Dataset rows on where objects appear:
-- begin --

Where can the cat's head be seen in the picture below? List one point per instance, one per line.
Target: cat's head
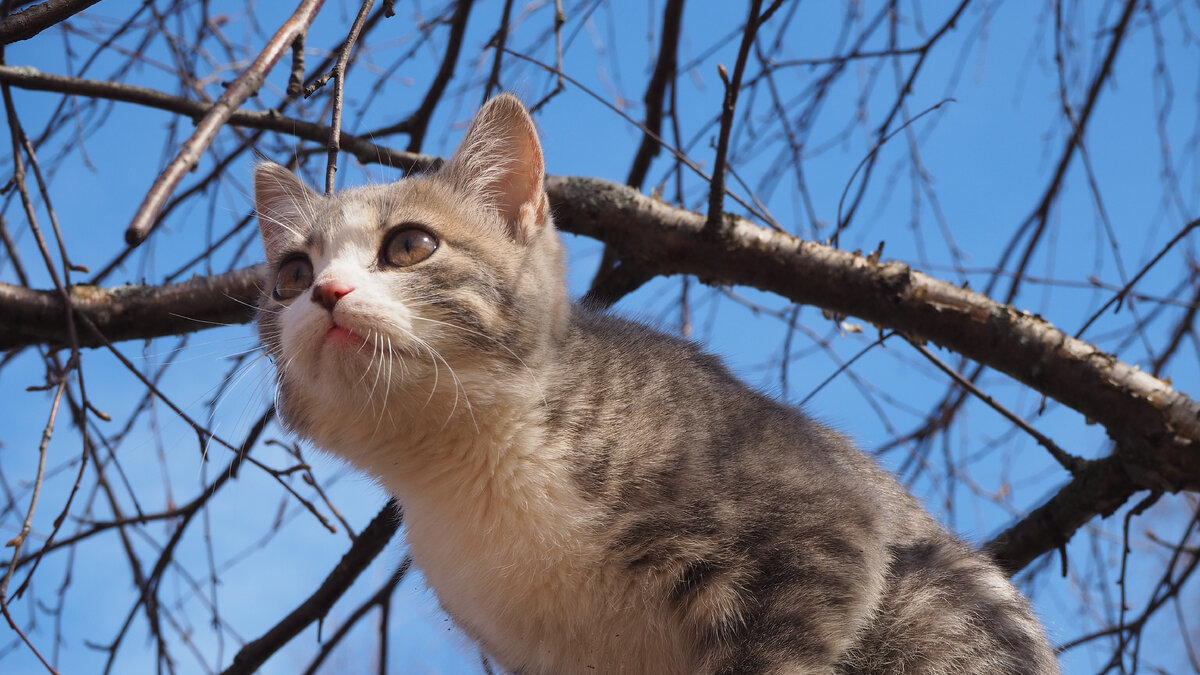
(408, 298)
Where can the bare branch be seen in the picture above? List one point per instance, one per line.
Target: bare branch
(246, 84)
(35, 19)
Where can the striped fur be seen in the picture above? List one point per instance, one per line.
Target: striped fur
(583, 494)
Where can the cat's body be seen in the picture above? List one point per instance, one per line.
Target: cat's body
(583, 494)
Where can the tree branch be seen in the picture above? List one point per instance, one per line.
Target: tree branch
(365, 548)
(130, 312)
(246, 84)
(30, 22)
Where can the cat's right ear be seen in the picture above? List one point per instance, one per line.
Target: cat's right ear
(283, 202)
(499, 163)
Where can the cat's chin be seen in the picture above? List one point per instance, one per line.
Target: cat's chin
(342, 336)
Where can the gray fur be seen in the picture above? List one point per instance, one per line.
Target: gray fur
(729, 529)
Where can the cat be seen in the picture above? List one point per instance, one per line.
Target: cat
(582, 493)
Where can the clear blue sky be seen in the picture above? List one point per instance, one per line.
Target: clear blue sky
(987, 155)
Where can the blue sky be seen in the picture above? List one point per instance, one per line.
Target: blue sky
(987, 156)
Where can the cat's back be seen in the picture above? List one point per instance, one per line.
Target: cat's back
(773, 538)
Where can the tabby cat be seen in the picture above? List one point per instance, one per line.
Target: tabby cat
(582, 493)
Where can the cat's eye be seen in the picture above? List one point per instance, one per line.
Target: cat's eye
(408, 246)
(294, 276)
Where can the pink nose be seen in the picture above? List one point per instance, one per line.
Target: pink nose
(328, 294)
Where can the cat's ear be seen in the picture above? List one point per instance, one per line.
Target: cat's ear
(283, 202)
(499, 162)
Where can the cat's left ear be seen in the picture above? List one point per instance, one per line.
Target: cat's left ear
(499, 161)
(283, 202)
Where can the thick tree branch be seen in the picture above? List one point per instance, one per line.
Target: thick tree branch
(129, 312)
(1156, 428)
(30, 22)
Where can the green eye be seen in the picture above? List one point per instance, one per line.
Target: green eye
(294, 276)
(408, 246)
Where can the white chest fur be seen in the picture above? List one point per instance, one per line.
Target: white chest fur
(513, 551)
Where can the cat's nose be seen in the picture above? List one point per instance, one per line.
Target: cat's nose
(328, 293)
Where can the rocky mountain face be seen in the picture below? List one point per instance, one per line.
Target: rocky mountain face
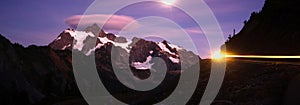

-- end --

> [Work to be completed]:
How many lines in the rows above contain the string "pink"? Case counts, so give only the number.

> [Finished exercise]:
2